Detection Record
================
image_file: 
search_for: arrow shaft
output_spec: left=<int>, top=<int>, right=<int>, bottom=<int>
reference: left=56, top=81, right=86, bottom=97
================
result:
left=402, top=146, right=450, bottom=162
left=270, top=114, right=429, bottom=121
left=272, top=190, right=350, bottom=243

Job →
Convert every line of the listing above into a numbered list, and skip any blank lines.

Result for this exercise →
1. Detection Record
2. ================
3. image_file: 
4. search_for: arrow shaft
5. output_spec: left=<int>, top=<int>, right=<int>, bottom=<int>
6. reference: left=56, top=81, right=86, bottom=97
7. ================
8. result:
9. left=402, top=146, right=450, bottom=162
10. left=270, top=114, right=429, bottom=121
11. left=272, top=190, right=350, bottom=243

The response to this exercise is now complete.